## TASK DIRECTIONS
Your response should be every line of the data, written out exactly.

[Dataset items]
+++++

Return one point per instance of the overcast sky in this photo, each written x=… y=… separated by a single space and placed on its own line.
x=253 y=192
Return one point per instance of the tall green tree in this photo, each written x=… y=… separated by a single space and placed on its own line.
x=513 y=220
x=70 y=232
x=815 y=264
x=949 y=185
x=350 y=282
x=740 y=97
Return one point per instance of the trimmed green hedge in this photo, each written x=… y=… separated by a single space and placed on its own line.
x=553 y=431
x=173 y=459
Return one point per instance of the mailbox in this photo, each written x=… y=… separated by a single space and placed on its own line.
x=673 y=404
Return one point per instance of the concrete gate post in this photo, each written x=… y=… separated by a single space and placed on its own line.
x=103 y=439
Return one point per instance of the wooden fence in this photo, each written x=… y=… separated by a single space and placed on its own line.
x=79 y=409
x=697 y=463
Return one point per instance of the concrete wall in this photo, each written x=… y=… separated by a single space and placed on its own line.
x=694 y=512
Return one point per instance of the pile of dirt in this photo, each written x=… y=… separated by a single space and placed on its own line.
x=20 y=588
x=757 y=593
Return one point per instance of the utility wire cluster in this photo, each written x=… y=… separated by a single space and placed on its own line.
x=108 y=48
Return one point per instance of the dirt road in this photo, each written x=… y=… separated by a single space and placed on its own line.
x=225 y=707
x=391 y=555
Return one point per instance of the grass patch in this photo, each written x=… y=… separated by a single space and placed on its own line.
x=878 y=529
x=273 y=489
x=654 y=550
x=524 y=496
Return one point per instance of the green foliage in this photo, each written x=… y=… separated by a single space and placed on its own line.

+++++

## ANSWER FOR THIS EXERCISE
Return one point per instance of the overcast sky in this photo, each written x=… y=… separated by a single space and placed on its own line.
x=253 y=192
Return one point per instance of the tall green tree in this photo, each written x=… y=… separated by a single space and placed on its own line.
x=513 y=220
x=70 y=232
x=815 y=264
x=949 y=185
x=350 y=282
x=740 y=97
Return one point per instance of the trimmed green hedge in this photo, each written x=… y=… separated by a single space and placed on its own line.
x=553 y=431
x=173 y=459
Return one point per instance of the mailbox in this photo, each written x=… y=… separated by a single space and placed on its own line.
x=673 y=404
Return one point per instance of the concrete gate post in this photo, each written x=… y=… separated by a single space and placed on its own line.
x=103 y=439
Return one point per instance of the wooden fence in this photo, each written x=… y=… separated by a single space and placed on its own line.
x=79 y=409
x=697 y=463
Return one point per instance of the concrete wall in this photo, each written x=… y=… separated by a single space and placed on its own line.
x=694 y=512
Return one point per instance of the pile of dirt in this photo, each written x=… y=… separated by a single space and placed on its own line.
x=20 y=588
x=757 y=593
Return one point per instance of the utility wire cluster in this photo, each written x=… y=… separated by a single space and placed on its own line.
x=108 y=48
Return one point per instance of the dirt road in this photo, each written x=… y=… separated by a single space and placed on its own line.
x=225 y=707
x=391 y=555
Return one point per instance of the grass patch in this photo, each written x=… y=… separated by a single space and placed on its own line.
x=878 y=529
x=273 y=489
x=654 y=550
x=524 y=496
Return one point per instance of the green foliage in this photo, each written x=… y=… separated by a single space and placed on its own line.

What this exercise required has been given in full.